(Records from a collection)
--------
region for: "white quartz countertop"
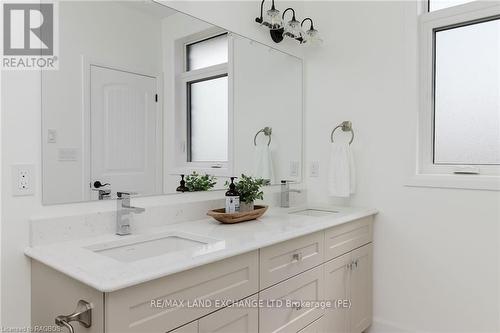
[25,207,377,292]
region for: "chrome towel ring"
[253,126,273,146]
[330,120,354,144]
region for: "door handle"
[55,299,92,333]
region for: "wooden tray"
[207,205,268,223]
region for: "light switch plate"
[309,161,319,177]
[290,161,300,178]
[12,164,35,196]
[47,129,57,143]
[57,148,78,162]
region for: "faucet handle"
[116,191,139,198]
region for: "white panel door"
[323,253,352,333]
[350,244,373,333]
[90,65,161,199]
[199,295,259,333]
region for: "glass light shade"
[266,9,283,30]
[302,29,323,46]
[285,19,302,38]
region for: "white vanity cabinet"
[32,216,373,333]
[169,295,259,333]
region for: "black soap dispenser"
[226,177,240,213]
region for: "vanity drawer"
[105,251,259,333]
[260,232,324,289]
[259,265,324,333]
[325,216,373,260]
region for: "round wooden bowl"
[207,205,268,224]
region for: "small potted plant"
[236,174,265,212]
[186,171,217,192]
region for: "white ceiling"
[121,0,177,19]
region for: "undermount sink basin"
[289,209,338,217]
[87,232,225,262]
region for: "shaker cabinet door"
[350,244,372,333]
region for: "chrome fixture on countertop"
[280,180,300,208]
[116,192,146,236]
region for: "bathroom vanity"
[26,208,376,333]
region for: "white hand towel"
[254,144,274,183]
[328,142,356,198]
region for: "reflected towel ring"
[253,126,273,146]
[330,120,354,144]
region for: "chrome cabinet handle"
[55,300,92,333]
[292,252,302,262]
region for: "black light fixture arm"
[255,0,321,44]
[281,7,295,21]
[255,0,268,24]
[300,17,314,30]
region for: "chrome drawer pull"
[292,252,302,262]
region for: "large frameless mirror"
[42,1,303,204]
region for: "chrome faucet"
[116,192,146,236]
[280,180,300,208]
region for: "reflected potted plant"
[186,171,217,192]
[235,174,265,212]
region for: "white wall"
[42,1,162,204]
[305,1,500,332]
[1,1,500,332]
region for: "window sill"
[404,174,500,191]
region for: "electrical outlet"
[12,164,35,196]
[290,161,300,178]
[309,161,319,177]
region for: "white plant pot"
[240,201,254,212]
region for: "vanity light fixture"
[255,0,323,46]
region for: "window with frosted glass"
[434,19,500,165]
[188,76,228,162]
[186,34,228,71]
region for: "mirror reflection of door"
[87,65,162,200]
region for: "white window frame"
[409,1,500,190]
[174,28,234,177]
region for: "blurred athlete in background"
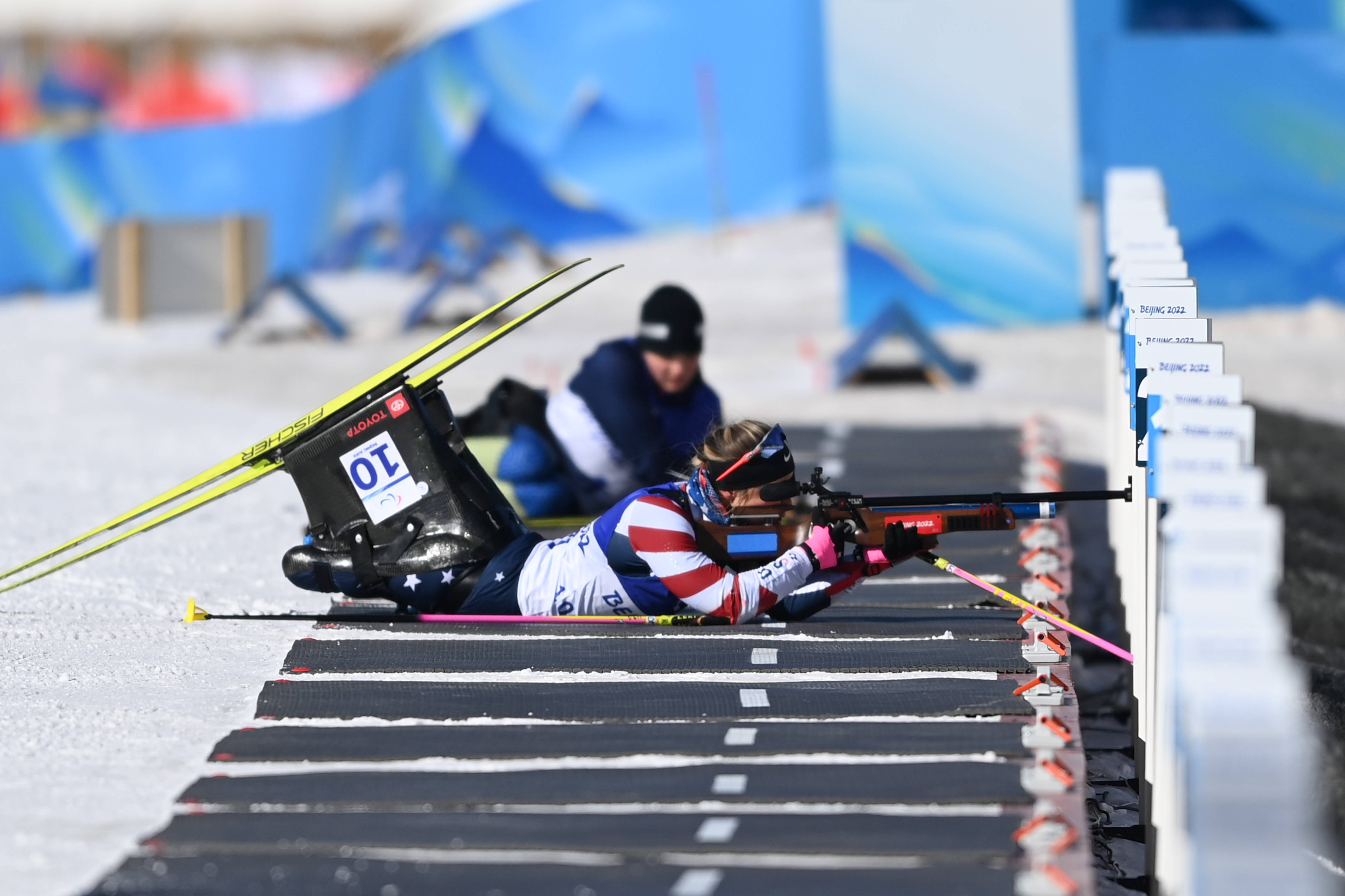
[468,285,721,518]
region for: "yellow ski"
[0,459,282,593]
[406,265,625,389]
[0,258,589,584]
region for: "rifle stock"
[699,503,1038,572]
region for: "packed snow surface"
[0,215,1345,896]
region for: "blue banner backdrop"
[1076,0,1345,308]
[827,0,1081,327]
[0,0,829,295]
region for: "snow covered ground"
[0,215,1345,896]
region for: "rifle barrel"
[863,488,1130,507]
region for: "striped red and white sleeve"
[617,495,812,623]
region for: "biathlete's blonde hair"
[691,420,771,503]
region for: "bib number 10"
[340,432,421,523]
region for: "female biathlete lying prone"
[286,420,931,623]
[459,420,921,623]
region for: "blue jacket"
[570,339,720,486]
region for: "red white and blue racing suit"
[518,483,886,623]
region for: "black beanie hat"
[639,285,705,357]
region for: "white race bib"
[340,432,421,523]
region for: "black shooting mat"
[179,762,1030,811]
[211,721,1028,763]
[319,603,1022,640]
[94,426,1030,896]
[281,638,1030,675]
[257,678,1026,721]
[94,856,1014,896]
[153,811,1021,860]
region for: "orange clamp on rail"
[1041,759,1075,788]
[1033,573,1065,595]
[1037,631,1069,656]
[1041,716,1075,744]
[1013,675,1046,697]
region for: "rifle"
[701,467,1131,572]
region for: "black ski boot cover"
[282,389,526,612]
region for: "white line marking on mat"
[724,728,757,747]
[710,775,748,797]
[695,818,738,844]
[206,751,1005,778]
[668,868,724,896]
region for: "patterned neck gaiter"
[686,467,729,526]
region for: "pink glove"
[803,526,837,569]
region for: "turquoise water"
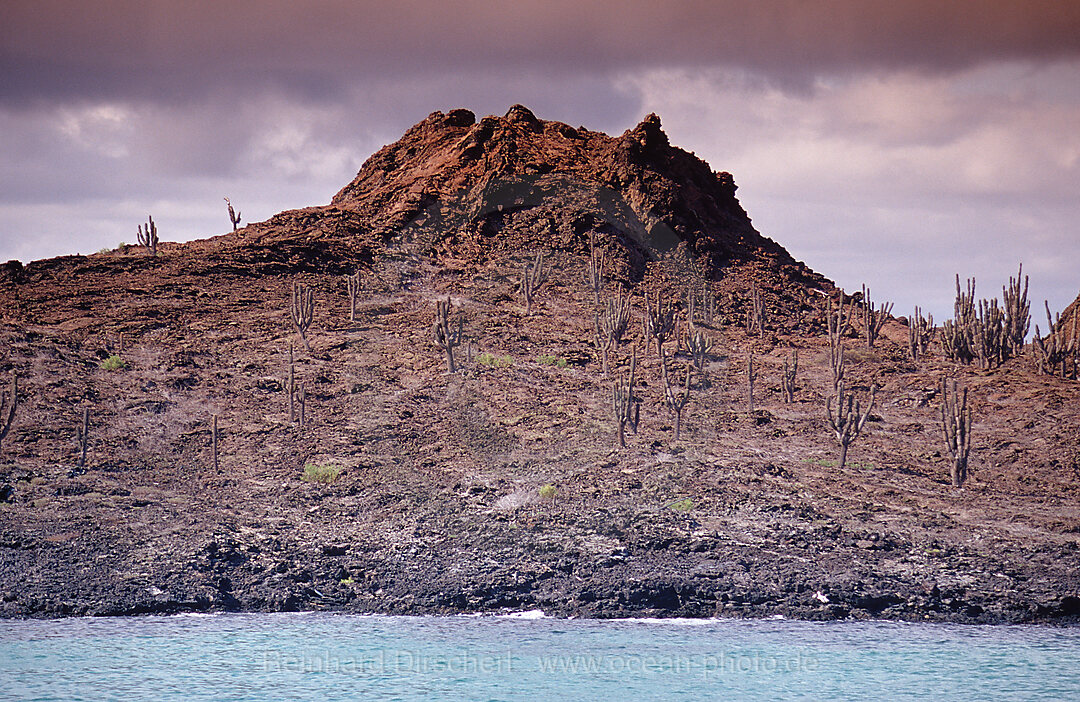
[0,613,1080,702]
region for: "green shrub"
[476,351,514,368]
[102,353,127,370]
[537,354,567,368]
[302,463,345,485]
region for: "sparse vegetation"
[537,353,569,368]
[942,378,971,487]
[476,351,514,368]
[138,216,158,256]
[825,381,877,470]
[100,354,127,370]
[301,463,345,485]
[288,283,315,353]
[611,349,642,448]
[0,373,18,453]
[863,285,892,349]
[519,252,551,314]
[434,296,462,373]
[342,271,360,322]
[225,198,240,231]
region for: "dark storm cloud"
[0,0,1080,102]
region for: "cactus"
[434,296,464,373]
[942,273,978,365]
[825,381,877,470]
[685,326,713,387]
[611,349,642,448]
[76,407,90,468]
[342,271,360,322]
[907,306,936,361]
[827,289,851,393]
[746,283,766,337]
[780,349,799,403]
[661,359,693,441]
[1031,301,1080,379]
[521,252,551,314]
[746,347,757,418]
[138,215,158,256]
[863,285,892,349]
[0,373,18,453]
[642,291,677,359]
[942,378,971,487]
[593,312,615,378]
[973,299,1009,368]
[286,341,296,423]
[225,198,240,231]
[585,235,607,307]
[288,283,315,353]
[1001,264,1031,356]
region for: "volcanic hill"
[0,106,1080,622]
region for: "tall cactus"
[642,291,677,359]
[343,271,360,322]
[863,285,892,349]
[611,349,642,448]
[661,359,693,441]
[942,378,971,487]
[825,382,877,470]
[0,372,18,453]
[434,296,464,373]
[225,198,240,231]
[288,283,315,353]
[521,252,551,314]
[907,306,935,361]
[138,215,158,256]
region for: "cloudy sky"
[0,0,1080,319]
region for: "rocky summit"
[0,105,1080,622]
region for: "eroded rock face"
[332,105,813,278]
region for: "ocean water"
[0,612,1080,702]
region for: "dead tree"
[780,349,799,403]
[611,349,642,448]
[942,378,971,487]
[434,296,464,373]
[585,235,607,307]
[825,382,877,470]
[1031,302,1080,379]
[907,306,934,361]
[76,407,90,468]
[863,285,892,349]
[225,198,240,231]
[288,283,315,353]
[521,252,551,314]
[661,360,693,441]
[642,291,678,359]
[138,215,158,256]
[0,372,18,453]
[746,283,766,337]
[342,271,360,322]
[1001,264,1031,356]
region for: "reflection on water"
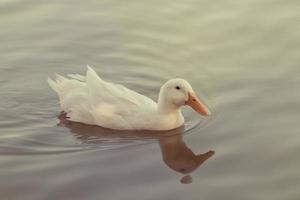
--------
## GOAL OF THE EXERCISE
Please update all of the data above by replacing each "region for" with "box for" and keeping everything else the same. Leave the pictures out of your answer.

## SOLUTION
box for: "white quartz countertop"
[25,207,377,292]
box for: "chrome towel ring"
[253,126,273,146]
[330,120,354,144]
box for: "door handle"
[55,299,92,333]
box for: "wooden tray"
[207,205,268,223]
box for: "light switch plate"
[309,161,319,177]
[290,161,300,178]
[12,164,35,196]
[47,129,57,143]
[57,148,78,162]
box for: "faucet handle"
[116,191,139,198]
box for: "white panel door"
[323,253,352,333]
[350,244,373,333]
[90,65,161,199]
[199,295,259,333]
box for: "glass light shade"
[266,9,283,30]
[302,29,323,46]
[285,19,302,38]
box for: "white vanity cabinet"
[32,216,373,333]
[169,295,259,333]
box for: "black soap dispenser"
[226,177,240,213]
box for: "vanity drawer"
[105,251,259,333]
[260,232,324,289]
[259,265,324,333]
[325,216,373,260]
box for: "round wooden bowl"
[207,205,268,224]
box for: "small potted plant"
[236,174,265,212]
[186,171,217,192]
box for: "white ceiling"
[121,0,177,19]
box for: "undermount sink basin"
[289,209,338,217]
[87,232,225,262]
box for: "shaker cabinet door"
[350,244,372,333]
box for: "chrome fixture on countertop"
[280,180,300,208]
[116,192,146,236]
box for: "bathroom vanity"
[26,208,376,333]
box for: "white hand towel"
[254,144,274,183]
[328,142,356,198]
box for: "reflected towel ring"
[253,126,273,146]
[330,120,354,144]
box for: "chrome cabinet handle"
[55,300,92,333]
[292,252,302,262]
box for: "black light fixture arm"
[255,0,321,44]
[281,7,295,21]
[255,0,268,24]
[300,17,314,30]
box for: "chrome drawer pull"
[292,252,302,262]
box for: "large frameless mirror"
[42,1,303,204]
box for: "chrome faucet"
[116,192,146,236]
[280,180,300,208]
box for: "reflected potted plant"
[186,171,217,192]
[235,174,265,212]
box for: "white wall"
[42,1,162,204]
[305,1,500,332]
[1,1,500,332]
box for: "window sill"
[404,174,500,191]
box for: "electrical outlet"
[12,164,35,196]
[290,161,300,178]
[309,161,319,177]
box for: "white plant pot"
[240,201,254,212]
box for: "vanity light fixture"
[255,0,323,46]
box for: "window with frosted glass"
[434,19,500,165]
[188,76,228,162]
[186,34,228,71]
box for: "mirror reflection of door"
[87,65,162,200]
box for: "white window frame"
[409,1,500,190]
[174,28,234,177]
box for: "blurred athlete in background"
[468,285,721,518]
box for: "yellow ski"
[0,459,282,593]
[406,265,625,389]
[0,258,589,584]
box for: "rifle stock"
[699,503,1038,572]
box for: "packed snow surface"
[0,215,1345,896]
box for: "blue banner backdrop"
[1076,0,1345,308]
[827,0,1081,327]
[0,0,829,295]
box for: "snow covered ground"
[0,215,1345,896]
box for: "rifle barrel"
[863,488,1130,507]
box for: "striped red and white sleeve"
[617,495,812,623]
box for: "biathlete's blonde hair"
[691,420,771,503]
box for: "bib number 10"
[340,432,421,523]
box for: "female biathlete lying prone"
[286,420,931,623]
[459,420,921,623]
box for: "blue jacket"
[570,339,720,486]
box for: "red white and blue racing suit"
[518,483,886,623]
box for: "black beanie hat"
[639,285,705,357]
box for: "white race bib"
[340,432,421,523]
box for: "black shooting mat"
[179,762,1030,811]
[211,721,1028,763]
[319,603,1022,640]
[94,426,1030,896]
[281,638,1030,675]
[257,678,1026,721]
[94,856,1014,896]
[153,811,1021,860]
box for: "orange clamp on rail"
[1041,759,1075,788]
[1033,573,1065,595]
[1037,631,1069,656]
[1041,716,1075,744]
[1013,675,1046,697]
box for: "rifle"
[701,467,1131,572]
box for: "black ski boot cover"
[282,389,526,612]
box for: "white line marking on mat"
[724,728,757,747]
[710,775,748,797]
[695,818,738,844]
[206,751,1005,778]
[668,868,724,896]
box for: "patterned neck gaiter"
[686,467,729,526]
box for: "pink glove"
[803,526,837,569]
box for: "turquoise water"
[0,613,1080,702]
box for: "green shrub"
[476,351,514,368]
[102,353,127,370]
[537,354,567,368]
[302,463,345,485]
box for: "sparse vegetation"
[537,353,569,368]
[942,378,971,487]
[476,351,514,368]
[138,216,158,256]
[825,381,877,470]
[100,354,127,370]
[301,463,345,485]
[288,283,315,353]
[611,349,642,448]
[0,373,18,453]
[863,285,892,349]
[519,252,551,314]
[434,296,462,373]
[342,271,360,322]
[225,198,240,231]
box for: "dark storm cloud"
[0,0,1080,102]
box for: "cactus"
[434,296,464,373]
[942,273,978,365]
[825,381,877,470]
[685,326,713,387]
[611,349,642,448]
[76,407,90,468]
[342,271,360,322]
[907,306,936,361]
[827,289,851,393]
[746,283,766,337]
[780,349,799,403]
[661,359,693,441]
[1031,301,1080,379]
[521,252,551,314]
[746,347,757,418]
[138,215,158,256]
[863,285,892,349]
[0,373,18,453]
[642,291,677,359]
[942,378,971,487]
[593,312,615,378]
[973,299,1009,368]
[286,341,296,423]
[225,198,240,231]
[585,235,607,307]
[288,283,315,353]
[1001,264,1031,356]
box for: "volcanic hill"
[0,106,1080,622]
box for: "tall cactus"
[642,291,677,359]
[343,271,360,322]
[863,285,892,349]
[611,349,642,448]
[661,359,693,441]
[942,378,971,487]
[825,382,877,470]
[0,372,18,453]
[434,296,464,373]
[225,198,240,231]
[288,283,315,353]
[521,252,551,314]
[907,306,935,361]
[138,215,158,256]
box for: "cloudy sky"
[0,0,1080,319]
box for: "rocky summit"
[0,105,1080,622]
box for: "eroded rock face"
[332,105,813,278]
box for: "ocean water"
[0,612,1080,702]
box for: "dead tree"
[780,349,799,403]
[611,349,642,448]
[942,378,971,487]
[434,296,464,373]
[585,235,607,307]
[825,382,877,470]
[1031,302,1080,379]
[907,306,934,361]
[76,407,90,468]
[863,285,892,349]
[225,198,240,231]
[288,283,315,353]
[521,252,551,314]
[661,360,693,441]
[642,291,678,359]
[138,215,158,256]
[0,372,18,453]
[746,283,766,337]
[342,271,360,322]
[1001,264,1031,356]
box for: "reflection on water"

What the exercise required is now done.